→ **WRITTEN PROBLEM**
Update the listing below by changing every "single pin" to "single marker" and leaving everything else as it is. Leave the pictures out of your answer.

□ □ □

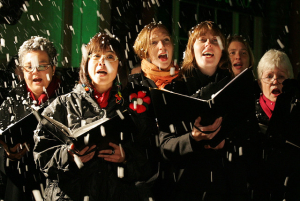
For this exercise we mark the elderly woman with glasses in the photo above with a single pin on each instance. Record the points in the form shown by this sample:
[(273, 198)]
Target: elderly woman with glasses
[(102, 92), (272, 70), (37, 60)]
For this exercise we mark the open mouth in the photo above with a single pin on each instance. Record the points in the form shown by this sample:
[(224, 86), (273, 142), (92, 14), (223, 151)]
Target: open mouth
[(37, 79), (238, 65), (163, 57), (276, 91), (208, 54)]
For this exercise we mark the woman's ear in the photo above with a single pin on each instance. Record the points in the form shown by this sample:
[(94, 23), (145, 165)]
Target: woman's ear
[(53, 69), (259, 83)]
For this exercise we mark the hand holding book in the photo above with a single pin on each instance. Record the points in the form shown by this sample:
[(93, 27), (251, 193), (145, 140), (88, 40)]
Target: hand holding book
[(117, 155), (199, 132)]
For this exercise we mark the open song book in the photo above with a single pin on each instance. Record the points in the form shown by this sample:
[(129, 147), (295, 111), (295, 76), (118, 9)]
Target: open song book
[(176, 113), (101, 132)]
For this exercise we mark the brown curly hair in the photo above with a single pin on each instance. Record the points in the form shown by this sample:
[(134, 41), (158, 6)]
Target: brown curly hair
[(201, 29), (100, 42), (142, 42)]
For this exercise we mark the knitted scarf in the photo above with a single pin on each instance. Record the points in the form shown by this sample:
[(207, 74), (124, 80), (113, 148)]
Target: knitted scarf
[(54, 84), (161, 77), (267, 105)]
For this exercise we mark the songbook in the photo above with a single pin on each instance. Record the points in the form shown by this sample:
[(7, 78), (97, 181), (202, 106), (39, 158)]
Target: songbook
[(117, 129), (176, 113), (20, 131)]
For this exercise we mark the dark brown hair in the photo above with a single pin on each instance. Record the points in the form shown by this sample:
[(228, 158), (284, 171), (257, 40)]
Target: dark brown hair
[(100, 42), (142, 42), (243, 41)]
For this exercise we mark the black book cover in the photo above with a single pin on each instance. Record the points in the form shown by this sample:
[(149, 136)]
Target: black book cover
[(116, 130), (176, 113), (20, 131)]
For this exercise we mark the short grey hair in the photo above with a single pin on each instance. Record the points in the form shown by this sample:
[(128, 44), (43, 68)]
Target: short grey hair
[(275, 58), (38, 43)]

□ □ □

→ **TASK OUTPUT**
For this exercise we mark the elderly woman with glasses in the photo above with a single marker on each instance. Record the points in the form shown by this sample:
[(273, 198)]
Target: elderly woman with glasses
[(102, 92), (272, 70), (37, 60)]
For this exercise we mark the open mouth in the photo above with a single marker on each instance. Record the points in the form shown by this sample:
[(224, 86), (273, 142), (92, 14), (223, 151)]
Target: open mouth
[(37, 79), (238, 65), (163, 57), (276, 91), (208, 54)]
For this exercise we mark the woman's ear in the photo above with a single marker on each instance. Record the points in the form shown by this sample:
[(94, 23), (145, 165)]
Target: woman's ear
[(53, 69), (259, 83)]
For this exercise we mark the hand holding book in the photo above with a single marker on each instance. Record the points in the form shown by this sample:
[(93, 27), (251, 193), (145, 140), (88, 40)]
Target: hand holding book
[(117, 155), (199, 132)]
For this exercise we mark the open song book in the photo above with a single marker on each instance. Record the points in the form shown by this sample:
[(129, 147), (295, 111), (295, 76), (118, 9)]
Target: open song book
[(176, 113), (101, 132)]
For this exercise we mark the brown curly hair in the photo above with a single marker on each instance. Record the points in the form shown by this sample:
[(134, 41), (158, 6)]
Target: brown curly hair
[(201, 29), (100, 42), (142, 42)]
For this exercise we mark the knitted scarf in the photo above with a single marker on each instance. Record the points in the form shown by this sample:
[(207, 74), (124, 80), (113, 148)]
Target: knitted scarf
[(54, 84), (161, 77), (267, 105)]
For this exercise we mark the songbook in the photo above with a single marker on each instance. Record the points in the form shown by this sample:
[(7, 78), (97, 181), (202, 106), (39, 158)]
Target: songbook
[(117, 129), (176, 113), (20, 131)]
For this exercise we mark the dark brown hair in the photo above with a single marker on each instance. Record the points in the form shown by this sample:
[(228, 158), (284, 171), (257, 40)]
Target: dark brown hair
[(100, 42), (142, 42), (243, 41)]
For this exercise we mark the black book cover in the photo above with a single marker on each instance. Record the points in the form shown by this sample:
[(149, 136)]
Target: black book cover
[(116, 130), (176, 113), (20, 131)]
For this exercise we mark the short grey hair in the photo above with a single marker on each instance. Record the points in the form shown by this sample:
[(128, 44), (43, 68)]
Target: short grey hair
[(275, 58), (38, 43)]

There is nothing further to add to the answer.